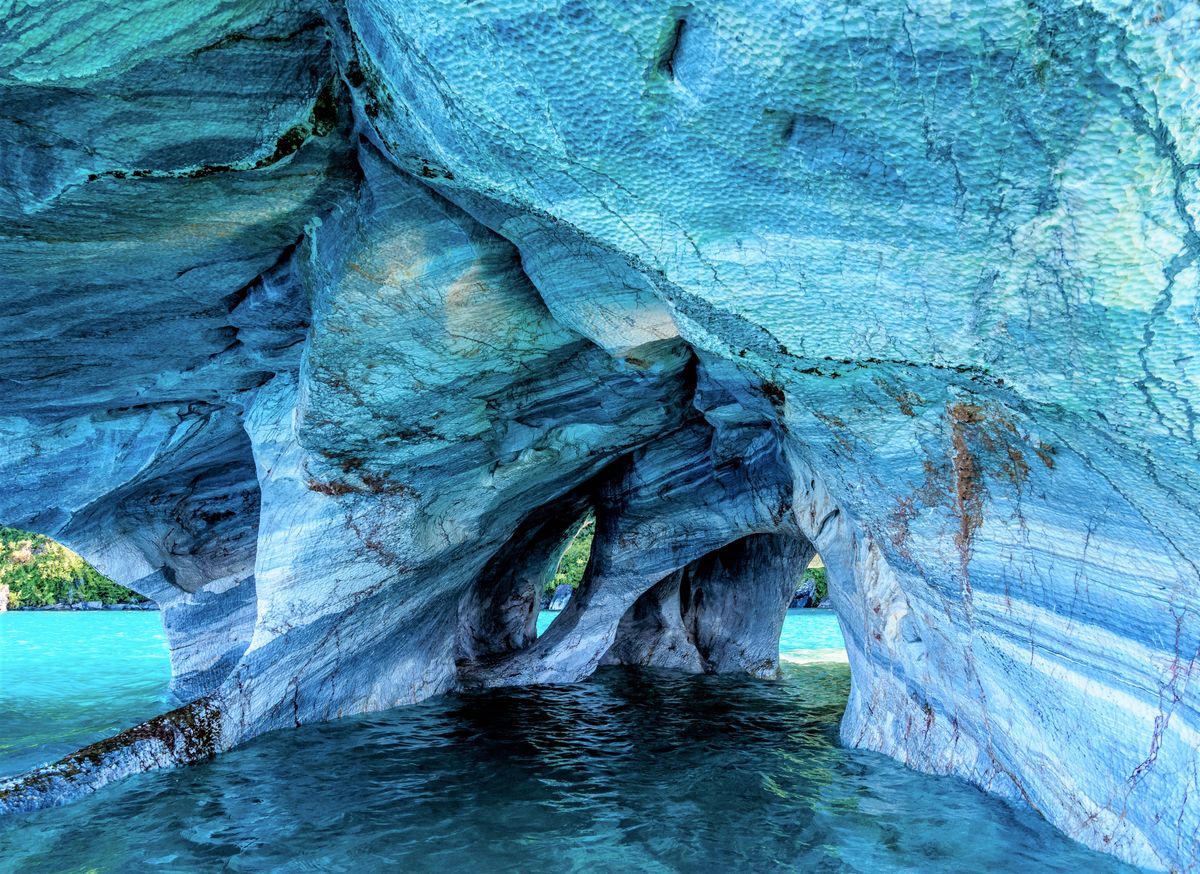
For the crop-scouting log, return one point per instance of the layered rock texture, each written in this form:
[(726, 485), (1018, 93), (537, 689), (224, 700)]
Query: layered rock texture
[(325, 323)]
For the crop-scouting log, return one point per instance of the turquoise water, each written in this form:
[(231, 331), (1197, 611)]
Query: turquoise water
[(70, 678), (631, 771)]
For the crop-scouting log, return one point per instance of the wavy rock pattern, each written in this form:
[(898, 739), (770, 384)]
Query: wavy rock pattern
[(327, 322)]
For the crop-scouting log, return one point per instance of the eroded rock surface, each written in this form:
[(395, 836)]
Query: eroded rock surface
[(325, 323)]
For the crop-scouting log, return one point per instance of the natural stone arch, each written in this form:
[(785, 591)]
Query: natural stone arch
[(721, 612)]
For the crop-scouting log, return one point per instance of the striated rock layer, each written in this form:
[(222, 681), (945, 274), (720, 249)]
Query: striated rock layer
[(328, 322)]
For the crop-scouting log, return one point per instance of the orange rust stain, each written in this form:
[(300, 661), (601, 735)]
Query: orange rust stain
[(1045, 453)]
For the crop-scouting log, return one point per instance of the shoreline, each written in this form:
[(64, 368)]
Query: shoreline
[(83, 608)]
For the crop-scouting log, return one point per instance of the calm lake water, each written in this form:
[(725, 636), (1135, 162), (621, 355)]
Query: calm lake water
[(631, 771)]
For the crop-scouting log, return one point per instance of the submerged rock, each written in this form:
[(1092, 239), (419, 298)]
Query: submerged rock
[(327, 322)]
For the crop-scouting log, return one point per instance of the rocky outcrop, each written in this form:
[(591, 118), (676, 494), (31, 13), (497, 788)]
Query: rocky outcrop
[(325, 321)]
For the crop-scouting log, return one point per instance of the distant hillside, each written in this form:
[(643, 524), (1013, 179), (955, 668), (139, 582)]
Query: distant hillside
[(40, 572)]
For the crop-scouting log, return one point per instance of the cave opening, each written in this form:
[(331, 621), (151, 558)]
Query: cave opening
[(567, 574)]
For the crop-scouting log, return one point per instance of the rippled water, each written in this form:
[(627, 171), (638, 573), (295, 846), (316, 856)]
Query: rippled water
[(633, 771)]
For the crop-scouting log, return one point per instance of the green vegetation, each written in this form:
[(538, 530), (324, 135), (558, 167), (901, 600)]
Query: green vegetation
[(40, 573), (574, 558), (820, 582)]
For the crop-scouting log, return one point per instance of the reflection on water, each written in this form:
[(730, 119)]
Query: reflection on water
[(631, 771)]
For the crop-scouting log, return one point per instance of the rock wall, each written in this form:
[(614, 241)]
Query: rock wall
[(325, 321)]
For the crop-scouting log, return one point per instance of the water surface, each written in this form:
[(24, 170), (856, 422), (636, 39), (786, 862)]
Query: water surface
[(631, 771), (70, 678)]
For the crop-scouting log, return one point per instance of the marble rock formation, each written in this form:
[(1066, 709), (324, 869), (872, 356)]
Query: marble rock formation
[(327, 322)]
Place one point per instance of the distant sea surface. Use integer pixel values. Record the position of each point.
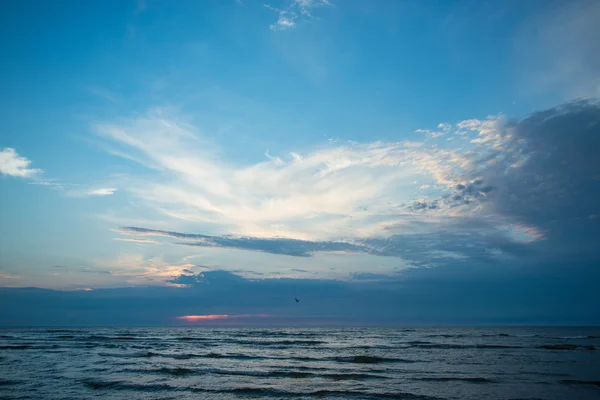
(299, 363)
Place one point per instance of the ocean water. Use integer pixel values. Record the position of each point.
(299, 363)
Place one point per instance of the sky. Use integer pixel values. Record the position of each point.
(386, 162)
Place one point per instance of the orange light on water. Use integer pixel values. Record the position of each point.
(213, 317)
(203, 317)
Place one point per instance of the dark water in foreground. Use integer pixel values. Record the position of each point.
(369, 363)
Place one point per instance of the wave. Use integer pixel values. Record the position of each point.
(278, 342)
(566, 346)
(8, 382)
(359, 359)
(102, 337)
(16, 347)
(100, 384)
(181, 371)
(449, 346)
(456, 378)
(268, 392)
(578, 382)
(368, 359)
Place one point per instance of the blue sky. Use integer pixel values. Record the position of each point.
(411, 146)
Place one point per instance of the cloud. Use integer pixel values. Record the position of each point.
(557, 49)
(138, 240)
(455, 295)
(511, 188)
(102, 192)
(316, 195)
(290, 247)
(12, 164)
(296, 11)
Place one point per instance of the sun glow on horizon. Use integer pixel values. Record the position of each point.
(213, 317)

------------------------------------------------------------

** Description of the task **
The lines above from the one containing "[(730, 119)]" through the one containing "of the water" are to be set down exactly, and no others.

** Response area **
[(730, 119)]
Query: reflection on water
[(631, 771)]
For the crop-scouting log, return one point per instance of the rock wall, each written in this form:
[(614, 241)]
Query: rock wall
[(325, 321)]
For the crop-scouting log, return one point per instance of the water surface, each written in this form:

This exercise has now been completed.